**DATA FOR THIS EXERCISE:**

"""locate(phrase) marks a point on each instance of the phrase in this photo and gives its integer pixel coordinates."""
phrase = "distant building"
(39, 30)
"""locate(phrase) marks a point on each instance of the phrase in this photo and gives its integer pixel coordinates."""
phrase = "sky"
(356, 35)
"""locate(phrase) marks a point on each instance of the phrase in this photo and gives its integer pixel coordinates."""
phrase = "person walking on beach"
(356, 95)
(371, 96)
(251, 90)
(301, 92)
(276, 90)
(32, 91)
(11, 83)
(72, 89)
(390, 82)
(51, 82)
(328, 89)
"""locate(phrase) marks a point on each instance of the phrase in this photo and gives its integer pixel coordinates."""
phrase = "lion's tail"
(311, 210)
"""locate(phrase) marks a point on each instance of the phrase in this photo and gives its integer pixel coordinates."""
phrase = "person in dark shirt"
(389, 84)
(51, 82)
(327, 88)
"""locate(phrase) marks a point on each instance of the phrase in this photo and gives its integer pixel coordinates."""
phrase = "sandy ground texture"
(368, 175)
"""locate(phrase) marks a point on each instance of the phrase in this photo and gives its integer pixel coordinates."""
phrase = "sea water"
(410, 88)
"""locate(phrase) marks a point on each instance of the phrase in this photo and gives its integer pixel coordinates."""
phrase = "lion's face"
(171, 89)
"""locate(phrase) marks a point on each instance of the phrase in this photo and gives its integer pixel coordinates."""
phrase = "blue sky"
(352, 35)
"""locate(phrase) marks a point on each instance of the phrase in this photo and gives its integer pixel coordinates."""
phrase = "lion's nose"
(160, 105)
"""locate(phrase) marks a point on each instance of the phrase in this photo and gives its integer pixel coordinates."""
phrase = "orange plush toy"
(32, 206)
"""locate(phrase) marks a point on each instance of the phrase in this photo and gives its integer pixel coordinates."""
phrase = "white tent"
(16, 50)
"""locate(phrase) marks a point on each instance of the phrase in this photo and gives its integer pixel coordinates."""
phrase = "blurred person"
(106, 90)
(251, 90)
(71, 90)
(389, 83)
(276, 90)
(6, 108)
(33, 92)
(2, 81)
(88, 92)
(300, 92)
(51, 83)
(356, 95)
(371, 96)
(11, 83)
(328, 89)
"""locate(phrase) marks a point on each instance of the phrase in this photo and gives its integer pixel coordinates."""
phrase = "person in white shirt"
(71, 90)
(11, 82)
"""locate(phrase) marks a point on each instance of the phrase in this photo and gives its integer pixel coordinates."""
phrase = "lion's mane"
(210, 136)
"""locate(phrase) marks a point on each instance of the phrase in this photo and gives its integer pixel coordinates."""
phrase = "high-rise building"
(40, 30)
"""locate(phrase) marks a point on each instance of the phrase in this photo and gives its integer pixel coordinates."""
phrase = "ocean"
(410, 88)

**THE TASK:** Repeat the listing exactly, from its first line to its last.

**RESULT OF THE TASK:**
"""locate(phrase) marks a point on each instance of the phrase in this photo and gives its integer pixel coordinates."""
phrase = "distant building"
(39, 30)
"""locate(phrase) marks a point on each instance of the phrase in this photo and gives its integer pixel coordinates."""
phrase = "sky"
(356, 35)
"""locate(phrase) marks a point on each instance of the phrase in this photo and gives its integer pixel coordinates."""
phrase = "person walking on beach"
(356, 95)
(371, 96)
(251, 90)
(301, 92)
(276, 90)
(32, 91)
(11, 83)
(72, 89)
(390, 82)
(51, 82)
(328, 89)
"""locate(phrase) marks a point on each instance of the phrase in this photo and gives its integer pixel coordinates."""
phrase = "lion's tail"
(311, 210)
"""locate(phrase) marks a point on each instance of the phrase in this photo and gives its integer pixel coordinates."""
phrase = "person in dark shirt"
(389, 84)
(51, 82)
(327, 88)
"""locate(phrase) marks a point on each instance of the phrase in this photo and gives its integer pixel coordinates."""
phrase = "sandy ground texture"
(368, 175)
"""locate(phrase) marks a point on each instance of the phrase in this photo and gives its integer pixel coordinates."""
phrase = "sea water"
(410, 88)
"""locate(phrase) marks a point on each instance of the phrase in this photo and gives its integer pixel coordinates."""
phrase = "lion's face"
(171, 89)
"""locate(phrase) marks a point on each instance of the phrase in this photo and gives its integer pixel coordinates."""
phrase = "blue sky"
(352, 35)
"""locate(phrase) marks a point on each instance of the phrase in this photo and gives its integer pixel coordinates."""
phrase = "lion's nose"
(160, 105)
"""locate(phrase) marks a point on each instance of the phrase in this photo and gives its integer pixel coordinates."""
phrase = "orange plush toy"
(32, 206)
"""locate(phrase) marks a point on each instance of the phrase in this photo and gives its integer pixel coordinates."""
phrase = "white tent"
(16, 50)
"""locate(phrase) marks a point on each instance of the phrase in this photo and gives its integer pixel coordinates."""
phrase = "blurred person"
(106, 90)
(251, 90)
(71, 90)
(389, 83)
(276, 90)
(6, 108)
(33, 92)
(2, 81)
(88, 92)
(300, 92)
(51, 83)
(356, 95)
(371, 96)
(11, 83)
(328, 89)
"""locate(phrase) marks a point on each instance of the phrase in this photo and gives its integer pixel coordinates."""
phrase = "person in white shirt"
(71, 90)
(11, 82)
"""locate(phrase) marks a point on each instance of the phrase in this photo and gives its integer pixel coordinates."""
phrase = "lion's mane"
(210, 136)
"""locate(phrase) marks a point on each instance of the phrase in this photo and gives its integer pixel coordinates."""
phrase = "high-rise building"
(40, 30)
"""locate(phrase) marks a point on each instance of the phrase in this photo and gives its integer pixel coordinates."""
phrase = "ocean"
(410, 88)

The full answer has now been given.